INPUT DATA:
◆ ◆ ◆ ◆

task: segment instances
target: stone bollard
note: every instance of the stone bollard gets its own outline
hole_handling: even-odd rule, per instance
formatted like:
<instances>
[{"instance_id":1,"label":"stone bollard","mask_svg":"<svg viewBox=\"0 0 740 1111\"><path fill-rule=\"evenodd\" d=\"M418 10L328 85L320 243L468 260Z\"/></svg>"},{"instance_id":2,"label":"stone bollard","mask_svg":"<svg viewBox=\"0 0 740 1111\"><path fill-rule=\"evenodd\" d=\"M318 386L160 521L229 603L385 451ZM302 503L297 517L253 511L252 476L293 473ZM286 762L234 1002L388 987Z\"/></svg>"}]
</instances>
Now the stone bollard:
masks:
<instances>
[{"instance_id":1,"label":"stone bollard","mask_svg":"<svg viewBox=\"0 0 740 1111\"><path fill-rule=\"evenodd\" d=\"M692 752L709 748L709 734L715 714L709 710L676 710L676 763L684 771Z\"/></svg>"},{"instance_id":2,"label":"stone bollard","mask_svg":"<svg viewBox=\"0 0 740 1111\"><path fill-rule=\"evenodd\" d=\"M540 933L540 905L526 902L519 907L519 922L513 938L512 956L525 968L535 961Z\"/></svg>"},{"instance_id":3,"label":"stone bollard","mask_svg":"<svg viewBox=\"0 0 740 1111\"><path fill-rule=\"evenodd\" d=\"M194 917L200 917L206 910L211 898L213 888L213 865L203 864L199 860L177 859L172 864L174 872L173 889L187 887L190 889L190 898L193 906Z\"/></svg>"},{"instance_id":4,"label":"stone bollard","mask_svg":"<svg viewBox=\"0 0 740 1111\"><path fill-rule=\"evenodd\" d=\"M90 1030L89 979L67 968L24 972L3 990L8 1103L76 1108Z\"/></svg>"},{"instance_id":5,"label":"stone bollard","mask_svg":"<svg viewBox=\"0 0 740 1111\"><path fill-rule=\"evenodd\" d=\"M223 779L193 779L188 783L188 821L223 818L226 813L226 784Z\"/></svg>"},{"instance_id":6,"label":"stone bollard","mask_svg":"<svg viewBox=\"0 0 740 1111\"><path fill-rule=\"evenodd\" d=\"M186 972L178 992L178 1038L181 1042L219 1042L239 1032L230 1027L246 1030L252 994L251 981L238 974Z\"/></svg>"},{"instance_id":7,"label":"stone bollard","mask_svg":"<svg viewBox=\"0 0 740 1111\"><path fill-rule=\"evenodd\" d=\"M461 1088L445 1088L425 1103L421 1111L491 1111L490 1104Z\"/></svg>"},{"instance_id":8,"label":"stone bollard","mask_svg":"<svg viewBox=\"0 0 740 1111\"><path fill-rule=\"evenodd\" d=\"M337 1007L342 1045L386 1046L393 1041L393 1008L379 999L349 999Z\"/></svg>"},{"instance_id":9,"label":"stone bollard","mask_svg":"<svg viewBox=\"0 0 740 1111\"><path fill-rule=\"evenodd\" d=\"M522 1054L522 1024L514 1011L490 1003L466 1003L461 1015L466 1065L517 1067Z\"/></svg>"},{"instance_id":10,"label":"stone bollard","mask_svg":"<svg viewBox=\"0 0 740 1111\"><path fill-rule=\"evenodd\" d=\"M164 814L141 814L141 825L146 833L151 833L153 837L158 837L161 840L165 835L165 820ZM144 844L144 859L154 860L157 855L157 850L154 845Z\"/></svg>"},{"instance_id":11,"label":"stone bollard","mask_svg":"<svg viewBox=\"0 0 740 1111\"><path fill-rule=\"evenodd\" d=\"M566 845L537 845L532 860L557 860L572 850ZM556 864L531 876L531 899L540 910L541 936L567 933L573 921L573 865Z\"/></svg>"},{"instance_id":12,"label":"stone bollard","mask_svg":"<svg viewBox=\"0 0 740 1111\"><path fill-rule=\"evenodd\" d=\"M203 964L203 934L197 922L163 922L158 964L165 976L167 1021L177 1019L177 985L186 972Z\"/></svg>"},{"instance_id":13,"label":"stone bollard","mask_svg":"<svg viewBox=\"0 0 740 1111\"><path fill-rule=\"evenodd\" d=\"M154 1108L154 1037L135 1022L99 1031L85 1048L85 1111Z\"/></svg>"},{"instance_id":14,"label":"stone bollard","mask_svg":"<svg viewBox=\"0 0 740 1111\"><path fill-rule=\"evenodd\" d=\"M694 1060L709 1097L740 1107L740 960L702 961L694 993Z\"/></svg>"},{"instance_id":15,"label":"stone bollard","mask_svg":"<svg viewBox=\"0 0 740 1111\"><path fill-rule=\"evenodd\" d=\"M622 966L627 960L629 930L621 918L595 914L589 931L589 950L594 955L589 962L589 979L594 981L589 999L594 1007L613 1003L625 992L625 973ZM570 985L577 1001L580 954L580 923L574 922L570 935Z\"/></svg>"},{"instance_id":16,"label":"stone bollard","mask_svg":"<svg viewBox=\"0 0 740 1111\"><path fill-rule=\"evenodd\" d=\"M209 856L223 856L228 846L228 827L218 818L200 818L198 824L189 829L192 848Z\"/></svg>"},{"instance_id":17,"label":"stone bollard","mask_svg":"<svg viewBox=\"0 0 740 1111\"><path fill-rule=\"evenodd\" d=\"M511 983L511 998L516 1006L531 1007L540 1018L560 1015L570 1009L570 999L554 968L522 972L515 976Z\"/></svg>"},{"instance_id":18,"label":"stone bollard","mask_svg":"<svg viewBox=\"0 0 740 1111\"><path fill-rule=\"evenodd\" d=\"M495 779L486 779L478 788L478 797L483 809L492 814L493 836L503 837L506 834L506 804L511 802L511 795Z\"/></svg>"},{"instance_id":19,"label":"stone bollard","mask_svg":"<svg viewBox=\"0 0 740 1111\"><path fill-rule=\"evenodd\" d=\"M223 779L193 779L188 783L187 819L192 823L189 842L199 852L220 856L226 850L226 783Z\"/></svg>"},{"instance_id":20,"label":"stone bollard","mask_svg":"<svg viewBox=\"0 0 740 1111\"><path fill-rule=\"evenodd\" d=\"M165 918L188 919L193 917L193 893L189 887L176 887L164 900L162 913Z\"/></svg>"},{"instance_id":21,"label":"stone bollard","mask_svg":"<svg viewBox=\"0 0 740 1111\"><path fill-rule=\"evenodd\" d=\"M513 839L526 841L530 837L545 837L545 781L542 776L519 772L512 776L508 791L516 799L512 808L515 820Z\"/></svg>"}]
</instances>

◆ ◆ ◆ ◆

Restate the data above exactly, keeping each word as it stands.

task: segment instances
target: stone bollard
note: every instance of the stone bollard gets its own outline
hole_handling: even-odd rule, per instance
formatted like:
<instances>
[{"instance_id":1,"label":"stone bollard","mask_svg":"<svg viewBox=\"0 0 740 1111\"><path fill-rule=\"evenodd\" d=\"M418 10L328 85L320 243L468 260Z\"/></svg>"},{"instance_id":2,"label":"stone bollard","mask_svg":"<svg viewBox=\"0 0 740 1111\"><path fill-rule=\"evenodd\" d=\"M318 386L160 521L229 603L385 451ZM302 503L297 517L253 511L252 476L293 473ZM286 762L234 1002L388 987Z\"/></svg>"}]
</instances>
Now the stone bollard:
masks:
<instances>
[{"instance_id":1,"label":"stone bollard","mask_svg":"<svg viewBox=\"0 0 740 1111\"><path fill-rule=\"evenodd\" d=\"M692 752L709 748L709 734L715 714L709 710L676 710L676 763L684 771Z\"/></svg>"},{"instance_id":2,"label":"stone bollard","mask_svg":"<svg viewBox=\"0 0 740 1111\"><path fill-rule=\"evenodd\" d=\"M540 933L540 905L526 902L519 907L519 922L513 938L512 956L525 968L535 961Z\"/></svg>"},{"instance_id":3,"label":"stone bollard","mask_svg":"<svg viewBox=\"0 0 740 1111\"><path fill-rule=\"evenodd\" d=\"M194 917L200 917L206 910L211 898L213 888L213 865L203 864L199 860L177 859L172 864L174 872L173 889L187 887L190 889L190 898L193 906Z\"/></svg>"},{"instance_id":4,"label":"stone bollard","mask_svg":"<svg viewBox=\"0 0 740 1111\"><path fill-rule=\"evenodd\" d=\"M90 1030L89 979L67 968L24 972L3 990L8 1103L76 1108Z\"/></svg>"},{"instance_id":5,"label":"stone bollard","mask_svg":"<svg viewBox=\"0 0 740 1111\"><path fill-rule=\"evenodd\" d=\"M223 779L193 779L188 783L188 821L223 818L226 813L226 784Z\"/></svg>"},{"instance_id":6,"label":"stone bollard","mask_svg":"<svg viewBox=\"0 0 740 1111\"><path fill-rule=\"evenodd\" d=\"M186 972L178 992L178 1038L181 1042L219 1042L239 1032L230 1027L246 1030L252 994L251 981L238 974Z\"/></svg>"},{"instance_id":7,"label":"stone bollard","mask_svg":"<svg viewBox=\"0 0 740 1111\"><path fill-rule=\"evenodd\" d=\"M461 1088L445 1088L425 1103L421 1111L491 1111L490 1104Z\"/></svg>"},{"instance_id":8,"label":"stone bollard","mask_svg":"<svg viewBox=\"0 0 740 1111\"><path fill-rule=\"evenodd\" d=\"M337 1007L342 1045L386 1046L393 1041L393 1008L379 999L349 999Z\"/></svg>"},{"instance_id":9,"label":"stone bollard","mask_svg":"<svg viewBox=\"0 0 740 1111\"><path fill-rule=\"evenodd\" d=\"M522 1054L522 1024L514 1011L490 1003L466 1003L461 1015L466 1065L517 1067Z\"/></svg>"},{"instance_id":10,"label":"stone bollard","mask_svg":"<svg viewBox=\"0 0 740 1111\"><path fill-rule=\"evenodd\" d=\"M164 814L141 814L141 825L146 833L151 833L153 837L158 837L161 840L165 835L165 820ZM144 844L144 859L154 860L157 855L157 850L154 845Z\"/></svg>"},{"instance_id":11,"label":"stone bollard","mask_svg":"<svg viewBox=\"0 0 740 1111\"><path fill-rule=\"evenodd\" d=\"M566 845L537 845L532 860L557 860L572 850ZM556 864L531 876L531 899L540 910L541 936L567 933L573 921L573 865Z\"/></svg>"},{"instance_id":12,"label":"stone bollard","mask_svg":"<svg viewBox=\"0 0 740 1111\"><path fill-rule=\"evenodd\" d=\"M203 964L203 934L197 922L163 922L158 964L165 976L167 1021L177 1019L177 985L186 972Z\"/></svg>"},{"instance_id":13,"label":"stone bollard","mask_svg":"<svg viewBox=\"0 0 740 1111\"><path fill-rule=\"evenodd\" d=\"M154 1108L154 1037L135 1022L99 1031L85 1048L85 1111Z\"/></svg>"},{"instance_id":14,"label":"stone bollard","mask_svg":"<svg viewBox=\"0 0 740 1111\"><path fill-rule=\"evenodd\" d=\"M694 1060L709 1097L740 1107L740 960L702 961L694 993Z\"/></svg>"},{"instance_id":15,"label":"stone bollard","mask_svg":"<svg viewBox=\"0 0 740 1111\"><path fill-rule=\"evenodd\" d=\"M622 966L627 960L629 930L621 918L595 914L589 931L589 950L594 955L589 962L589 979L594 981L589 999L594 1007L613 1003L625 992L625 973ZM570 985L577 1001L580 954L580 923L574 922L570 935Z\"/></svg>"},{"instance_id":16,"label":"stone bollard","mask_svg":"<svg viewBox=\"0 0 740 1111\"><path fill-rule=\"evenodd\" d=\"M209 856L223 856L228 846L228 827L218 818L200 818L198 824L189 829L192 848Z\"/></svg>"},{"instance_id":17,"label":"stone bollard","mask_svg":"<svg viewBox=\"0 0 740 1111\"><path fill-rule=\"evenodd\" d=\"M511 983L511 998L516 1006L531 1007L540 1018L560 1015L570 1009L570 999L554 968L522 972L515 976Z\"/></svg>"},{"instance_id":18,"label":"stone bollard","mask_svg":"<svg viewBox=\"0 0 740 1111\"><path fill-rule=\"evenodd\" d=\"M495 779L486 779L478 788L478 797L483 809L492 814L493 836L503 837L506 834L506 804L511 802L511 795Z\"/></svg>"},{"instance_id":19,"label":"stone bollard","mask_svg":"<svg viewBox=\"0 0 740 1111\"><path fill-rule=\"evenodd\" d=\"M223 779L193 779L188 783L187 819L192 823L189 842L199 852L220 856L226 850L226 783Z\"/></svg>"},{"instance_id":20,"label":"stone bollard","mask_svg":"<svg viewBox=\"0 0 740 1111\"><path fill-rule=\"evenodd\" d=\"M165 918L188 919L193 917L193 893L189 887L176 887L164 900L162 913Z\"/></svg>"},{"instance_id":21,"label":"stone bollard","mask_svg":"<svg viewBox=\"0 0 740 1111\"><path fill-rule=\"evenodd\" d=\"M513 839L526 841L530 837L545 837L545 781L542 776L519 772L512 776L508 791L516 799L512 808L515 820Z\"/></svg>"}]
</instances>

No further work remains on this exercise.